В интересах защиты такого ограничения гуманитарных задач археологии развивается положение об ее сугубо источниковедческой предназначенности. [246] То есть, она должна производить лишь «сырье» для дисциплины более высокого ранга, способной на обобщения. Однако, до последнего времени такой адресат вообще не виделся и, следовательно, весь «урожай» кабинетного труда археологов-первобытников в реальности остается невостребованным. Как некая каста, «каменщики» интеллектуально обслуживают сами себя и остаются тем очень довольны.
Интуитивно эти моменты табуирования роли самого демиурга древней культуры в контексте изучения материального мира, созданного его социальными энергетикой, волей, умом и чувствами, я ощущал постоянно. В конечном счете аккумуляция такого восприятия типичных археологических штудий стихийно привела к постепенному отходу от накопления и обработки коллекций. Заменой явилось обращение к темам древнейшего изобразительного наследия (с середины 50-х годов — проблема происхождения изобразительной деятельности, затем дополненная изучением петроглифических ансамблей Карелии), где полное игнорирование социального авторства творчества уже было принципиально невозможно.
Однако полной ясности в критической оценке мировоззренческой основы первобытной археологии наших дней я несомненно обязан исторической подсказке Т. де Шардена. Но такому прозрению сопутствовало ощущение неопределенности моего положения в строе пешек на шахматном поле человековедения. Кто я? Уже совсем не археолог, к тому же, убежденный собственным опытом в бесперспективности, скажем так, очеловечивания археологии камня в ближайшие десятилетия. Следовательно, выпав из общего строя, я одиночка в каком-то произвольном плавании…
Прояснению и началу выхода на новый путь помог неожиданный вираж судьбы, который занес меня на третий этаж здания истфака, кстати, именно в те две комнаты, где до войны размещалась родная кафедра «Истории доклассового общества», руководимая В.И. Равдоникасом.
…Дважды наталкиваясь на заметную фигуру декана философского факультета профессора Ю.Н. Солонина, я слышал от него императивное: «Зайдите ко мне». Такое приглашение не особенно влекло, поскольку мне вполне хватало собственного (т.е. исторического) декана. Опуская детали, скажу, что все завершилось 1/4 ставки и, главное, встречей с культурологией и ее адептами. Должен сознаться, что до этого у меня никакого представления об этой дисциплине не было и я ничего не знал о всем мировом авторитете данного направления.
По мере моего знакомства с культурологией у меня все более укрепляется мнение, что она может принять на себя миссию историко-философского обобщения материалов отдельных «положительных» дисциплин по генеральной проблеме развития мировой культуры. Полагая, что культурология представляет самостоятельную науку, а не чисто просветительский институт, я позволил себе выступление на философском теоретическом семинаре с докладом об исследовательской составляющей культурологии по разделу [247] первобытной культуры. Такой вопрос заслуживает особого внимания, поскольку картина становления и начального развития культуры, кстати, охватывающая 99,8% всего хронологического пути человечества, традиционно очень бегло, с множеством лакун и дилетантских упрощений представлена в общей структуре предмета культурологии.
________________________________________
### Список заданий
• 1. Кто руководил кафедрой «Истории доклассового общества» до войны, судя по тексту об археологии и культурологии?
• 2. Подхватите текст об археологии и культурологии и напишите его продолжение, начиная сразу после последнего предложения.
Пункты, приведенные далее, для работы не нужны.

[Фрагменты данных разметки местоположений]
________________________________________
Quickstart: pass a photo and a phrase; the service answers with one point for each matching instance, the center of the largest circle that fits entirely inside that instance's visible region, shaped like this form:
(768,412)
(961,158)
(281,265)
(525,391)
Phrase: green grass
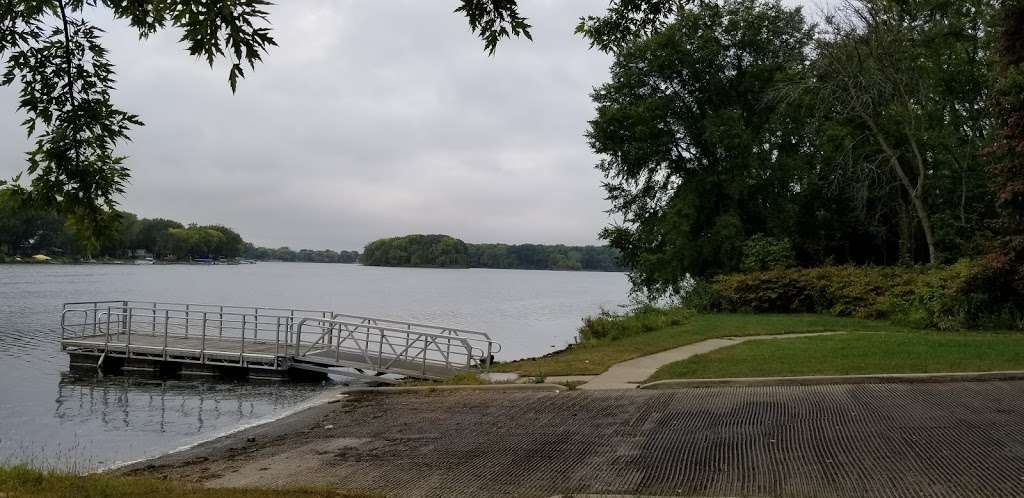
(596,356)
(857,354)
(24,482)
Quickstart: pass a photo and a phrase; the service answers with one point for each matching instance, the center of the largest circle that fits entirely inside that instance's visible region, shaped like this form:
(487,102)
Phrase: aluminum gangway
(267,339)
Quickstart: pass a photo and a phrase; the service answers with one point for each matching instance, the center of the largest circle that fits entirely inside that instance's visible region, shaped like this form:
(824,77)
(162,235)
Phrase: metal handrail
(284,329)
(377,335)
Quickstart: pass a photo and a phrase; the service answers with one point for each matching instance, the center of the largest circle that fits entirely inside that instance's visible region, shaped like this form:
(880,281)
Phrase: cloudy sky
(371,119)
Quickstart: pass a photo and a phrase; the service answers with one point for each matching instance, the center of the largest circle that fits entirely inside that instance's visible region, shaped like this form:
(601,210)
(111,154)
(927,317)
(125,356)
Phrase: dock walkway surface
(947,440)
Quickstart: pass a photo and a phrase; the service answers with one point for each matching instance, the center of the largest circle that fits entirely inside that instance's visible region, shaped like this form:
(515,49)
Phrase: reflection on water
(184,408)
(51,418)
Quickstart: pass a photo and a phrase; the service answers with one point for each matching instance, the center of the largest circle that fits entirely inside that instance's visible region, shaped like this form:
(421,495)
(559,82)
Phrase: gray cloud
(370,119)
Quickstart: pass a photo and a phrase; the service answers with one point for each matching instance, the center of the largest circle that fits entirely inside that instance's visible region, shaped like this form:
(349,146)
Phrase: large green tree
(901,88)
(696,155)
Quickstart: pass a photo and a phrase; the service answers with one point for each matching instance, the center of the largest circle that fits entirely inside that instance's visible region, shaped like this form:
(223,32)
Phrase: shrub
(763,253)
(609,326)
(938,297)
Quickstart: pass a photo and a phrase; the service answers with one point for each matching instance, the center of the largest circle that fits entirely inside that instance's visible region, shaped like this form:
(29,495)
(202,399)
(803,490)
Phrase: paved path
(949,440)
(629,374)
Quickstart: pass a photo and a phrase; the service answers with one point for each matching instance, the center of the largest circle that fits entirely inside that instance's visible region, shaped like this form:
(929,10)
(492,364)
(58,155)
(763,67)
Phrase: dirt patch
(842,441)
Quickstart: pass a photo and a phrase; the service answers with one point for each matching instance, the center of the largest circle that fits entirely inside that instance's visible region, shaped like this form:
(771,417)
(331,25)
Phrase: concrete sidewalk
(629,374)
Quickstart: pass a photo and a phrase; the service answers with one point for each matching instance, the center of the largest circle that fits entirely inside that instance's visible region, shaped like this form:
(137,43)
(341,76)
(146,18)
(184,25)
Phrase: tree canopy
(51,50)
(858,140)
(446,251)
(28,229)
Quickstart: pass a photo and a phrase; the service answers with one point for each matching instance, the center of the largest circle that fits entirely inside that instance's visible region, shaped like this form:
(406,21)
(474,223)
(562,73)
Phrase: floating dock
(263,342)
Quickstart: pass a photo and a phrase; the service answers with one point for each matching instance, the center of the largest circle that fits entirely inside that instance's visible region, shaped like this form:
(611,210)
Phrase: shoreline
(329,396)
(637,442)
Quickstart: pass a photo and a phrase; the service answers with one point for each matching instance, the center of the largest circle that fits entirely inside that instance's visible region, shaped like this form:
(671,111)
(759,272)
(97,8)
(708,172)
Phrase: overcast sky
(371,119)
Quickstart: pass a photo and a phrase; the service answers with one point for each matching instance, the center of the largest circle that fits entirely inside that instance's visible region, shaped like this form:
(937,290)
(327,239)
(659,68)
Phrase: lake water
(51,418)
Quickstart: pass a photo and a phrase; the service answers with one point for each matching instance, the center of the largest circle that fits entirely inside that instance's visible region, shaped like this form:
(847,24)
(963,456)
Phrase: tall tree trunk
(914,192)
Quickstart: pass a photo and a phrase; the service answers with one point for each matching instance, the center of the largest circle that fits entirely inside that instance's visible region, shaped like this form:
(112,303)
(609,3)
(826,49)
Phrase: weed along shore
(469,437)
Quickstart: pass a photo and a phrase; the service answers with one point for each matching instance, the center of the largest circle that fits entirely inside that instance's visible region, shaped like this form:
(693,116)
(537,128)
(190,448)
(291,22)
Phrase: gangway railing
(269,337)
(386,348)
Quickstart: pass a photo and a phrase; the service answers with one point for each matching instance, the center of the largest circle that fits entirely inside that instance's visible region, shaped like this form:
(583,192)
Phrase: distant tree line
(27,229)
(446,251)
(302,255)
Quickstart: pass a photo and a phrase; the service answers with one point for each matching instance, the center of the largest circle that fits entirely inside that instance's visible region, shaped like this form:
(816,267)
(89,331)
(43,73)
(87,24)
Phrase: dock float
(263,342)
________________________________________
### Ожидаемые ответы
• 1. В.И. Равдоникас.

• 2.
В интересах дифференциации археологической и культурологической интерпретаций древних материалов мы ниже кратко представим мезо-неолитические хрестоматийные памятники европейского северо-запада (Оленеостровский могильник, деревянные идолы Прибалтики, петроглифы Онежского озера) последовательно в столь различном освещении.
Археологический аспект
Оленеостровский могильник на небольшом «острове мертвых», спасенный для науки экспедицией В.И. Равдоникаса (1936- 1938 гг.) сначала был априорно единодушно отнесен к неолиту. Только в 1972 г. исследованием аспирантки В.Т. Филатовой был установлен его мезолитический возраст (принятая сейчас дата — конец VII-VI тыс. до н. э.), что на целый порядок подняло научную значимость этой усыпальницы. Гигантизм некрополя (раскрыто 177 погребений, в прошлом же их, вероятно, было не менее 400) не знает себе аналогов даже в палестинском эпицентре развития производящей экономики. Самый большой в мезолите Старого света могильник в озерно-таежной зоне Севера, археологически характеризующейся крайней редкостью населения, ведущего натуральное охотничье-рыболовческое хозяйство!? Попытки Н.Н. Гуриной, опубликовавшей памятник по стандарту издания бытового объекта (см. А.Д. Столяр. Земное и сакральное «чтение» комплекса Оленеостровского могильника. Сб. «Сакральное в культуре» СПб. 1995, с.3-5), найти на соседнем Клименецком острове стоянки, население которых могло оставить некрополь, успехом не увенчались. Да и столько столетий погребальной деятельности родового коллектива для этого было бы необходимо?
Вопросы, которые таит каждое захоронение, целым клубком сосредоточены в особо выделяющемся погребении №100.
Рис. 1 Вертикальное погребение №100 Оленеостровского могильника (1), деревянные идолы Сарнате (2) и Швентоии II (3), «Бес» онежских петроглифов (4).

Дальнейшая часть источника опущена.